> **Text excerpt**
+ + + +

By Jessica Junke
The Oregon Individual Development Account (IDA) Initiative is bringing hope and opportunity to Oregonians with low incomes. The Oregon IDA Initiative is led by the State of Oregon, and managed by a statewide non-profit organization, Neighborhood Partnerships. Today, OHCS and Neighborhood Partnerships are pleased to announce over $10 million in program awards for the upcoming year to help more Oregonians access this important opportunity.
With a combination of financial education and matching funds, IDAs support Oregonians in making investments in assets that will promote their financial security. Through the IDA Initiative, Oregonians with low incomes are completing post-secondary education, starting new businesses, becoming first-time homeowners, or investing in one of several other asset categories.
With their increased financial capabilities and modest assets, this past year’s evaluation shows that IDA participants see improvements in their financial well-being, build a foundation for continued economic growth, and realize a new level of security to fall back on in challenging times. IDA participants build their resilience, reach their full potential, and succeed in vibrant communities—goals that all of Oregon shares.
“The IDA was the first step in my wife and I really focusing on what we wanted for the future, not just purchasing a house but more long-term future goals as well,” states Ryan Recinos. “It was the first step towards us really starting to save diligently every month,” he continues. “The incentive of the matching funds got us started, but the benefits of seeing that savings grow and seeing what we could do with it kept us going even after the program.”
Ryan and his wife, Amanda, were working and renting in Eugene when they found the IDA program at Neighborhood Economic Development Corporation (NEDCO). Ryan had seen the hard-won pride and security that homeownership had brought his immigrant parents.

+ + + +

Shape labeling records:
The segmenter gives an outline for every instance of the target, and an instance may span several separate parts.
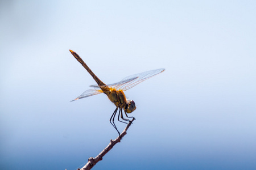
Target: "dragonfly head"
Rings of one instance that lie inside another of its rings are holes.
[[[128,100],[123,109],[126,113],[131,113],[136,109],[135,102],[133,100]]]

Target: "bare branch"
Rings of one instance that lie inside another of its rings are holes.
[[[106,154],[118,142],[121,142],[121,139],[126,134],[126,131],[129,128],[130,126],[131,126],[133,121],[135,120],[135,118],[133,118],[133,120],[130,121],[128,125],[125,128],[125,130],[123,130],[123,132],[121,134],[120,136],[119,136],[117,138],[113,141],[110,140],[110,143],[109,143],[109,145],[105,147],[103,151],[101,151],[96,157],[95,158],[89,158],[88,159],[88,162],[81,169],[79,168],[77,170],[88,170],[90,169],[95,165],[100,160],[102,160],[103,156]]]

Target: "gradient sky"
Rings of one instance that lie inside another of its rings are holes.
[[[0,2],[0,169],[74,170],[117,133],[105,83],[136,120],[93,169],[256,169],[255,1]],[[117,123],[120,131],[125,128]]]

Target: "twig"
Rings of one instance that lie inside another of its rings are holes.
[[[126,134],[126,131],[129,128],[130,126],[131,126],[133,121],[135,120],[135,118],[133,118],[133,120],[130,121],[130,122],[127,125],[126,128],[125,128],[125,130],[123,130],[123,132],[121,134],[121,135],[117,137],[113,141],[110,140],[110,143],[109,143],[109,145],[103,150],[95,158],[89,158],[88,159],[88,162],[81,169],[79,168],[77,170],[88,170],[90,169],[95,165],[100,160],[102,160],[103,156],[106,154],[118,142],[121,142],[121,139]]]

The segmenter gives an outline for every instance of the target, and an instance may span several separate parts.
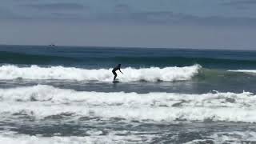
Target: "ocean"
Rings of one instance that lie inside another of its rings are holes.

+ + + +

> **Work instructions**
Condense the paragraph of the Oregon IDA article that begins "With a combination of financial education" into a shorter version that keeps its main facts.

> **Solution for this problem**
IDAs pair financial education with matching funds to help Oregonians invest in assets that promote financial security. Through the IDA Initiative, Oregonians with low incomes are completing post-secondary education, starting businesses, buying their first homes, or investing in other asset categories.